◆ Brief ◆
Give again, word for word, each line below starting at the one that contains "Query: green car" and ending at the one that contains "the yellow speed".

◆ Data listing ◆
····················
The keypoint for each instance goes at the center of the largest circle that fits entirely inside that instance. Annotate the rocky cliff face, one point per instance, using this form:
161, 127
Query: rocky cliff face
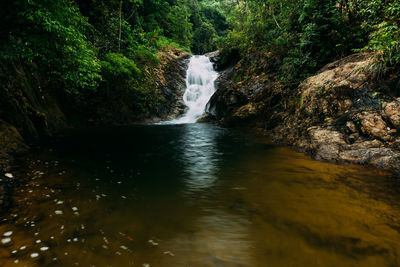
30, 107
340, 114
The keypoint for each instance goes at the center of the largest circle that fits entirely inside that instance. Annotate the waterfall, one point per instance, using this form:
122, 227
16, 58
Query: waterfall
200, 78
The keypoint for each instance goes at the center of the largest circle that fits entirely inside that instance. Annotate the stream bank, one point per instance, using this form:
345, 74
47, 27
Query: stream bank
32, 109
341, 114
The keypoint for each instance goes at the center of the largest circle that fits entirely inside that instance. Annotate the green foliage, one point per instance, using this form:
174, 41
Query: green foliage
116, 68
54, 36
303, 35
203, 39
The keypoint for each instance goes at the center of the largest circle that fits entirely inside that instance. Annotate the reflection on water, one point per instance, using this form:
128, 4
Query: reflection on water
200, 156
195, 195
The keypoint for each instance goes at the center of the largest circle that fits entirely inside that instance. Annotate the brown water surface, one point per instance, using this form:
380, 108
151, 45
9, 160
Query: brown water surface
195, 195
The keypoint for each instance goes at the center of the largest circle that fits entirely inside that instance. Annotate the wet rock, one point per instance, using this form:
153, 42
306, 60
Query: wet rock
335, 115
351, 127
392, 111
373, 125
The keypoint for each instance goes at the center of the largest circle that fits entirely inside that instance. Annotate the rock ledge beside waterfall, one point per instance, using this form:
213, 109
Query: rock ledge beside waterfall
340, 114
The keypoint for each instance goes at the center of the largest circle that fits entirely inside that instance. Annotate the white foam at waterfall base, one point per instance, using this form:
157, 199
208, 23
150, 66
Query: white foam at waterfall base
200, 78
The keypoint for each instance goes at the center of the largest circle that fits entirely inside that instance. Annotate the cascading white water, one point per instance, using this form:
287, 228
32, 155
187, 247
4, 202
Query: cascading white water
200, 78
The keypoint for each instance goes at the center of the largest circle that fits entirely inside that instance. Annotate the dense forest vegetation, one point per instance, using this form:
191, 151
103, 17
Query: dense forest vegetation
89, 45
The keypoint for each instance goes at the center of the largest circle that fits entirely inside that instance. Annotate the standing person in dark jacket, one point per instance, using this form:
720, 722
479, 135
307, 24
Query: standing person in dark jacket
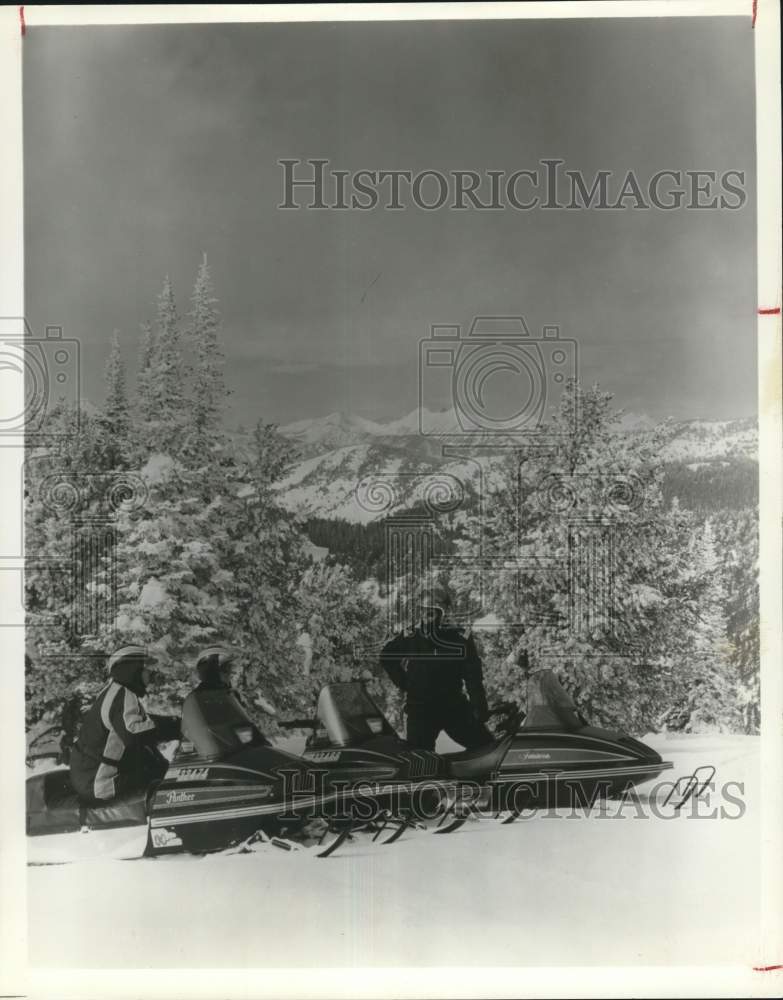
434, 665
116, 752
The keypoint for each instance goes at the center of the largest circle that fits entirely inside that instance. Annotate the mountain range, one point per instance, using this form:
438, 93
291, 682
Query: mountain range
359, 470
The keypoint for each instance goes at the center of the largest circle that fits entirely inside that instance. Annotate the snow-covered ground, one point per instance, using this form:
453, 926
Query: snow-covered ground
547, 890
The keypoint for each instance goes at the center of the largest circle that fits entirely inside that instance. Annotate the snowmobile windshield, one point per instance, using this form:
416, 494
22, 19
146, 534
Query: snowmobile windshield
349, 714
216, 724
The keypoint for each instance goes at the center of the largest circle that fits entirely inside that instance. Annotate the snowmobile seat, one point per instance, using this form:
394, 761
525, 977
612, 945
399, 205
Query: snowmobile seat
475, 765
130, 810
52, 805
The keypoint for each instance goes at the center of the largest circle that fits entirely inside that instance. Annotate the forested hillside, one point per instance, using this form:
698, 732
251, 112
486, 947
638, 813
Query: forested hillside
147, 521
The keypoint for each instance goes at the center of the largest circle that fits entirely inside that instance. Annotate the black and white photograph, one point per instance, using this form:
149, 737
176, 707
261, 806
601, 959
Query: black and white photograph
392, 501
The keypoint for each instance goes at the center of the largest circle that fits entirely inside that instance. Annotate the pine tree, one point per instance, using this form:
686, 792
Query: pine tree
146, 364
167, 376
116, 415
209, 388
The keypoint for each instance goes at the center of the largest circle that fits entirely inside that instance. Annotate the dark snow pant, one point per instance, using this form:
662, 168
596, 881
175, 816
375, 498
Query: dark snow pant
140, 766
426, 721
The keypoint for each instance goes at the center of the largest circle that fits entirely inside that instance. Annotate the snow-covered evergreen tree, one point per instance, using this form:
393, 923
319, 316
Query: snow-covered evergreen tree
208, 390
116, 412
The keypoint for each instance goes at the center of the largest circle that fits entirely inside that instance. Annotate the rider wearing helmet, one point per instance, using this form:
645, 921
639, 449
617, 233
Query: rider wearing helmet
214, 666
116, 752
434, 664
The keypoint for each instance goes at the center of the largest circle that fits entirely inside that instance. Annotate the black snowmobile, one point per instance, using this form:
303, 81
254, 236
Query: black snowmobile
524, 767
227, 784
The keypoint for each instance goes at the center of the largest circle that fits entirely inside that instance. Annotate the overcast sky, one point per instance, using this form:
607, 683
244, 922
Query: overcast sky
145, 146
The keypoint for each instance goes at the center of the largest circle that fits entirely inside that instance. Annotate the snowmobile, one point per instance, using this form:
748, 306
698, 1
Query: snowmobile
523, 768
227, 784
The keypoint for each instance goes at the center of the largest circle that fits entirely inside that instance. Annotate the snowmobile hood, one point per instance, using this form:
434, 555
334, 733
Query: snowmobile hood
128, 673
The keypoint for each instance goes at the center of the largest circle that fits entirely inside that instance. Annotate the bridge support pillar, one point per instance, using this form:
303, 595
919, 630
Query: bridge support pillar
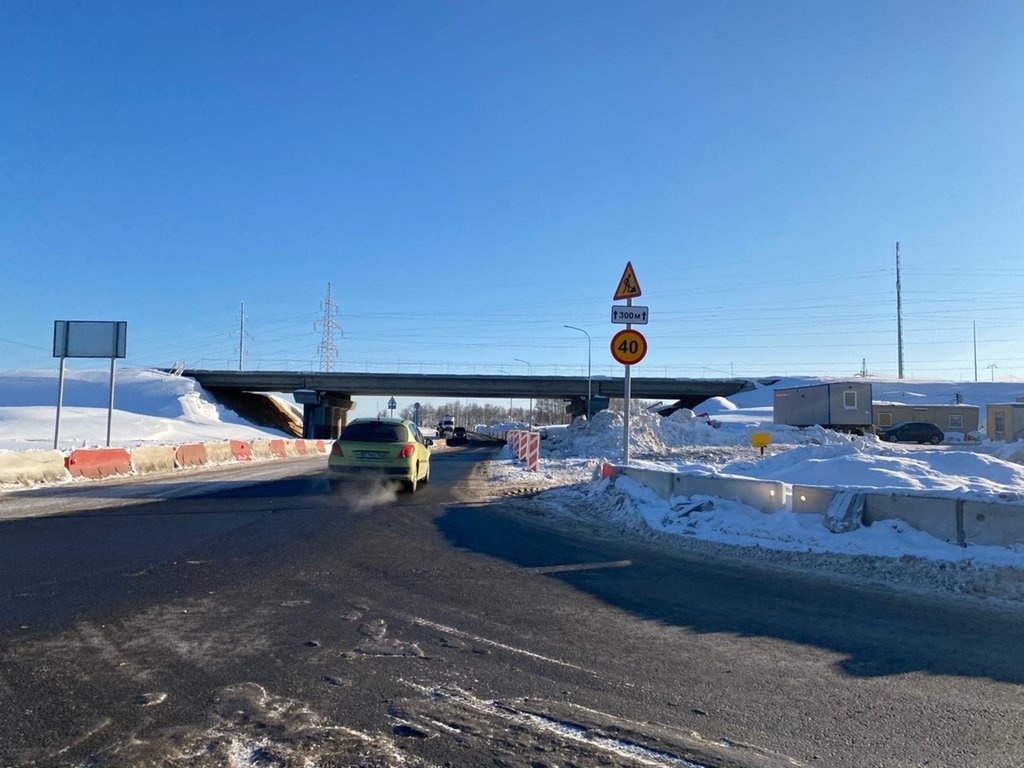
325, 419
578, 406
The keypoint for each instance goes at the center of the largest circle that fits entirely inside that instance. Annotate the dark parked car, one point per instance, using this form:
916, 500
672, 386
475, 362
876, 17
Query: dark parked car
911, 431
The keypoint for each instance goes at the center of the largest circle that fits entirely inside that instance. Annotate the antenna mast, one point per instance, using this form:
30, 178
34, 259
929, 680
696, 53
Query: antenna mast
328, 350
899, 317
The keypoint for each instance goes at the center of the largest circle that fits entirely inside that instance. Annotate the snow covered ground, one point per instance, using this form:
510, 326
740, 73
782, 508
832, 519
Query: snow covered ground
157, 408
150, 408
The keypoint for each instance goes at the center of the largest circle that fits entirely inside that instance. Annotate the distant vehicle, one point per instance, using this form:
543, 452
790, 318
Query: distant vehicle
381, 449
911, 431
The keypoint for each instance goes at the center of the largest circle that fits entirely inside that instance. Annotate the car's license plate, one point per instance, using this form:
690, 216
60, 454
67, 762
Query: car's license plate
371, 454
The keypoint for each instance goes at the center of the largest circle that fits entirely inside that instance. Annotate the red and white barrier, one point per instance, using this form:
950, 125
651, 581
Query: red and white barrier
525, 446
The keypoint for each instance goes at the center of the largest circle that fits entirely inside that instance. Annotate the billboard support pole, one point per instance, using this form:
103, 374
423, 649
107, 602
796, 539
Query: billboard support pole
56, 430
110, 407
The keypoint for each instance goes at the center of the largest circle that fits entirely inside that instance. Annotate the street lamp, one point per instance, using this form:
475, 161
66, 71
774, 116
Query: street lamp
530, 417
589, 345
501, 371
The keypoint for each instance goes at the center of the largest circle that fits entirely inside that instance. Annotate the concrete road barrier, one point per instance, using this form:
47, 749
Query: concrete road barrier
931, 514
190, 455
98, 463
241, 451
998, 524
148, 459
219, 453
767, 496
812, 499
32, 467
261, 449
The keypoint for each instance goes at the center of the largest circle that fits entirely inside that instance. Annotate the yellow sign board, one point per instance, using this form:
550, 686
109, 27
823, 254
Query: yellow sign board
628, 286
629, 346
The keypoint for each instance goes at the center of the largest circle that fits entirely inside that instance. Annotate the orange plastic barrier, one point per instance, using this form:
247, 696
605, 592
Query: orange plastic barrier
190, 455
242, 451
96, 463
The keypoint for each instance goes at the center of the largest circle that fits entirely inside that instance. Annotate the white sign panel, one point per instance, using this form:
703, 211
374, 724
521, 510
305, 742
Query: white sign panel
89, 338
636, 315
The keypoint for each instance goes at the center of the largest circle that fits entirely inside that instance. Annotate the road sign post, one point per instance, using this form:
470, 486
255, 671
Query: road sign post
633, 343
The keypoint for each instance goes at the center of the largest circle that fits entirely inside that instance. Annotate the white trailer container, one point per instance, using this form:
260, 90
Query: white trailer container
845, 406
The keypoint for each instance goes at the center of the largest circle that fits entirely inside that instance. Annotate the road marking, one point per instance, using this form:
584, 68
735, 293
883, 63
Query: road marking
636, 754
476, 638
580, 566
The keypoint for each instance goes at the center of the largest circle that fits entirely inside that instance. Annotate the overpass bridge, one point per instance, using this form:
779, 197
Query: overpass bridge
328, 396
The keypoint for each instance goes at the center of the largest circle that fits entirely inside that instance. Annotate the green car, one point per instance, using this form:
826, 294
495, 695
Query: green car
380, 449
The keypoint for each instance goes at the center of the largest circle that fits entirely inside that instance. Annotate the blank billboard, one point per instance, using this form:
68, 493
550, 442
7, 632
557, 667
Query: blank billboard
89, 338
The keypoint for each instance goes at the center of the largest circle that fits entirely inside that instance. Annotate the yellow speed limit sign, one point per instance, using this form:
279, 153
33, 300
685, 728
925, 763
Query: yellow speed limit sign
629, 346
····················
◆ Response below ◆
Query: green car
380, 449
The keypoint for each instance goes at the center of the largest circle that fits entirely inside that instance. Annotate the blank billboard, one point per instance, using this form:
68, 493
550, 442
7, 632
557, 667
Query: blank billboard
89, 338
The keypoint for each instance goes at the center of the largest circle that fits entirely inside that instance. Annotate the yellow speed limit sign, one point per instance, using this form:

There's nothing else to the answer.